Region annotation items
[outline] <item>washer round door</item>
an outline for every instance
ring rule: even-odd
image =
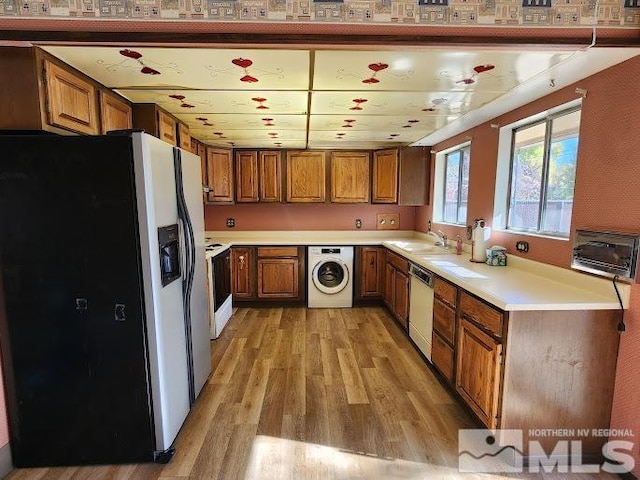
[[[349,269],[337,258],[327,258],[313,267],[313,284],[323,293],[334,295],[349,283]]]

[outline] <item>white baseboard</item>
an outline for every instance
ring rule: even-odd
[[[11,461],[11,446],[7,443],[0,448],[0,478],[4,478],[13,470]]]

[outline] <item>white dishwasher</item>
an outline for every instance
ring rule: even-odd
[[[433,332],[433,273],[411,264],[411,294],[409,296],[409,337],[431,361]]]

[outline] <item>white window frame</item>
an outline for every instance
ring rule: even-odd
[[[533,232],[531,230],[507,228],[509,194],[511,189],[511,155],[513,150],[513,135],[518,128],[542,122],[548,117],[557,116],[565,111],[568,112],[572,109],[578,109],[581,107],[582,98],[579,98],[500,128],[498,139],[498,162],[496,165],[496,188],[493,202],[494,230],[518,235],[529,235],[532,237],[543,237],[564,241],[569,240],[568,235],[553,235],[544,232]]]
[[[461,223],[452,223],[444,221],[444,195],[445,195],[445,175],[447,171],[447,155],[456,150],[463,148],[471,149],[471,141],[467,141],[446,150],[436,152],[436,167],[434,172],[433,183],[433,221],[446,225],[466,225],[464,219]],[[469,150],[469,162],[471,162],[471,150]],[[467,198],[468,201],[468,198]]]

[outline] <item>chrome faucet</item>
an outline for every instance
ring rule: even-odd
[[[447,240],[447,234],[444,233],[442,230],[438,230],[438,233],[435,233],[435,232],[429,230],[427,235],[431,235],[431,236],[436,237],[438,239],[438,241],[436,242],[436,246],[442,247],[442,248],[448,248],[449,247],[449,243],[448,243],[448,240]]]

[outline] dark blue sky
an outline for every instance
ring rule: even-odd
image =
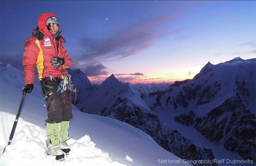
[[[255,1],[0,1],[0,60],[22,70],[39,16],[56,14],[73,69],[93,82],[192,79],[208,62],[256,57]]]

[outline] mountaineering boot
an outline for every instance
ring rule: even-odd
[[[67,138],[68,135],[67,130],[70,128],[69,121],[62,121],[61,123],[61,131],[60,132],[60,146],[62,151],[68,155],[70,151],[70,147],[67,143]]]
[[[60,147],[61,123],[46,123],[47,138],[46,152],[48,155],[56,156],[56,160],[64,160],[64,152]]]

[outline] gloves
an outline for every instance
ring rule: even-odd
[[[61,58],[58,56],[53,56],[53,58],[51,59],[52,65],[56,68],[63,65],[64,62],[64,58]]]
[[[32,92],[33,88],[34,88],[34,85],[33,84],[28,84],[27,85],[24,86],[24,87],[21,89],[21,91],[25,92],[26,93],[29,93]]]

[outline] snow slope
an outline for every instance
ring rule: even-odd
[[[138,129],[116,120],[81,113],[76,107],[69,130],[69,136],[73,137],[67,141],[70,155],[62,162],[46,155],[47,114],[36,77],[33,91],[25,96],[12,144],[2,154],[21,99],[24,79],[22,71],[9,65],[0,66],[1,166],[153,166],[163,162],[189,165]]]

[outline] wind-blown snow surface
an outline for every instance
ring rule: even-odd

▶ _Task objective_
Write out the full listing verbatim, excluding its pictures.

▶ _Correct answer_
[outline] <item>washer round door</item>
an outline for every instance
ring rule: even-odd
image =
[[[349,269],[337,258],[327,258],[313,267],[313,284],[323,293],[334,295],[349,283]]]

[outline] <item>white baseboard</item>
an outline for every instance
ring rule: even-odd
[[[11,461],[11,446],[7,443],[0,448],[0,478],[4,478],[13,470]]]

[outline] <item>white dishwasher</item>
an outline for every instance
ring rule: even-odd
[[[433,332],[433,273],[411,264],[411,294],[409,296],[409,337],[431,361]]]

[outline] <item>white window frame</item>
an outline for every instance
ring rule: even-odd
[[[533,232],[531,230],[507,228],[509,194],[511,189],[511,155],[513,150],[513,135],[518,128],[542,122],[548,117],[557,116],[565,111],[568,112],[572,109],[578,109],[581,107],[582,98],[579,98],[500,128],[498,139],[498,162],[496,165],[496,188],[493,202],[494,230],[518,235],[529,235],[532,237],[543,237],[564,241],[569,240],[568,235],[553,235],[544,232]]]
[[[461,223],[452,223],[444,221],[444,195],[445,195],[445,175],[447,171],[447,155],[456,150],[463,148],[471,149],[471,141],[467,141],[446,150],[436,152],[436,167],[434,172],[433,183],[433,221],[446,225],[466,225],[464,219]],[[469,150],[469,162],[471,162],[471,150]],[[467,198],[468,201],[468,198]]]

[outline] <item>chrome faucet</item>
an outline for every instance
ring rule: even-odd
[[[447,240],[447,234],[444,233],[442,230],[438,230],[438,233],[435,233],[435,232],[429,230],[427,235],[431,235],[431,236],[436,237],[438,239],[438,241],[436,242],[436,246],[442,247],[442,248],[448,248],[449,247],[449,243],[448,243],[448,240]]]

[outline] dark blue sky
an outline for every instance
ring rule: even-odd
image =
[[[255,1],[0,1],[0,60],[22,70],[39,16],[56,14],[73,69],[93,82],[192,79],[208,62],[256,57]]]

[outline] mountaineering boot
an outline for every instance
ring rule: even-odd
[[[67,138],[68,135],[67,130],[70,128],[69,121],[62,121],[61,123],[61,131],[60,132],[60,146],[62,151],[68,155],[70,151],[70,147],[67,143]]]
[[[60,147],[61,123],[46,123],[47,138],[46,152],[48,155],[56,156],[56,160],[64,160],[64,152]]]

[outline] gloves
an outline for every instance
ring rule: even-odd
[[[61,58],[58,56],[53,56],[53,58],[51,59],[52,65],[56,68],[63,65],[64,62],[64,58]]]
[[[32,92],[33,88],[34,88],[34,85],[33,84],[28,84],[27,85],[24,86],[24,87],[21,89],[21,91],[25,92],[26,93],[29,93]]]

[outline] snow slope
an outline for every instance
ring rule: even-odd
[[[138,129],[116,120],[81,113],[76,107],[69,130],[69,136],[73,137],[67,141],[70,155],[62,162],[46,155],[47,114],[36,77],[33,91],[25,96],[12,144],[2,154],[21,99],[24,79],[22,71],[9,65],[0,66],[1,166],[153,166],[163,162],[189,165]]]

[outline] wind-blown snow surface
an outline for every instance
ring rule: even-odd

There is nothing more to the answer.